[Data records]

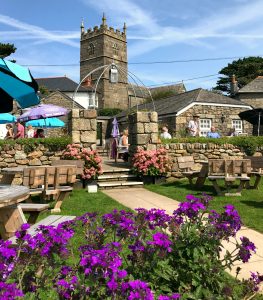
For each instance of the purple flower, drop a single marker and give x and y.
(189, 209)
(9, 291)
(136, 290)
(172, 297)
(226, 224)
(255, 280)
(245, 249)
(162, 241)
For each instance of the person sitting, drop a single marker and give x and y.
(213, 134)
(9, 133)
(124, 145)
(30, 131)
(193, 126)
(165, 134)
(39, 133)
(232, 132)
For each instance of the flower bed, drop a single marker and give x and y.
(125, 255)
(92, 161)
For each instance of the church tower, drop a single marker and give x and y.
(102, 46)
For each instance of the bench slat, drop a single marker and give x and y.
(33, 206)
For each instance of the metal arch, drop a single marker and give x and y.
(122, 71)
(133, 75)
(76, 90)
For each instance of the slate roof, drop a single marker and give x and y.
(63, 84)
(172, 105)
(142, 92)
(254, 86)
(176, 88)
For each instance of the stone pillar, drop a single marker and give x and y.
(143, 131)
(83, 127)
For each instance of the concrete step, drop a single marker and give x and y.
(116, 170)
(119, 184)
(116, 177)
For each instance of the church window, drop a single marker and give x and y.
(115, 48)
(91, 49)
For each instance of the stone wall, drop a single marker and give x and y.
(15, 156)
(83, 127)
(143, 131)
(201, 152)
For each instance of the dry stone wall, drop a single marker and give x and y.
(143, 131)
(83, 127)
(201, 152)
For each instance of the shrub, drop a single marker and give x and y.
(125, 255)
(92, 161)
(151, 162)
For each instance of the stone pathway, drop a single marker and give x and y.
(140, 197)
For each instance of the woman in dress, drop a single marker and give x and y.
(9, 133)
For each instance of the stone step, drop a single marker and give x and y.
(116, 177)
(119, 184)
(116, 170)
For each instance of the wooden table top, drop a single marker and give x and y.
(13, 170)
(12, 194)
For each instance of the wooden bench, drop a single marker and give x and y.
(59, 182)
(52, 220)
(79, 164)
(186, 165)
(34, 209)
(257, 170)
(229, 170)
(50, 181)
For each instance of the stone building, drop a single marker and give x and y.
(99, 47)
(252, 93)
(212, 108)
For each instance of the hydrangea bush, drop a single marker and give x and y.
(151, 162)
(144, 255)
(92, 161)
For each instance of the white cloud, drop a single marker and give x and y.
(225, 24)
(29, 32)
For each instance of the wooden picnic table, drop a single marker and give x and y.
(11, 215)
(10, 173)
(230, 171)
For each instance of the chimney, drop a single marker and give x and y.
(233, 86)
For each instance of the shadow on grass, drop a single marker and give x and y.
(253, 203)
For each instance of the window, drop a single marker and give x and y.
(237, 124)
(91, 49)
(204, 126)
(115, 48)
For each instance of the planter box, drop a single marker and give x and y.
(147, 179)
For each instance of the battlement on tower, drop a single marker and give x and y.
(103, 29)
(91, 32)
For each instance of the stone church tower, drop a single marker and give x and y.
(102, 46)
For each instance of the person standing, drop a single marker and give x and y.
(193, 126)
(20, 131)
(30, 131)
(9, 133)
(213, 134)
(165, 134)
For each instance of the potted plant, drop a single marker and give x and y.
(151, 165)
(92, 164)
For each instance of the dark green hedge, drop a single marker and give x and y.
(54, 143)
(248, 144)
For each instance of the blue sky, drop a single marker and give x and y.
(47, 33)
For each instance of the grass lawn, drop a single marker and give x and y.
(249, 205)
(80, 201)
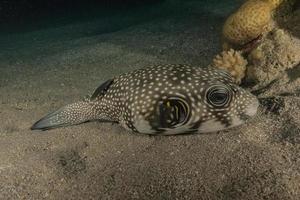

• [GOAL]:
Please copy out the lines of the listing above, starting with the line that contains "For each instance of the potted" and going on through the end of the listing. Leave out the pictures.

• [EXERCISE OUTPUT]:
For each instance of the potted plant, drop a single marker and give x and y.
(151, 165)
(92, 164)
For each instance of the dark green hedge, drop a single marker and give x and y.
(54, 143)
(248, 144)
For each instance of the blue sky, drop a single marker and give x and y.
(47, 33)
For each instance of the grass lawn, drop a single marker and give x and y.
(249, 205)
(80, 201)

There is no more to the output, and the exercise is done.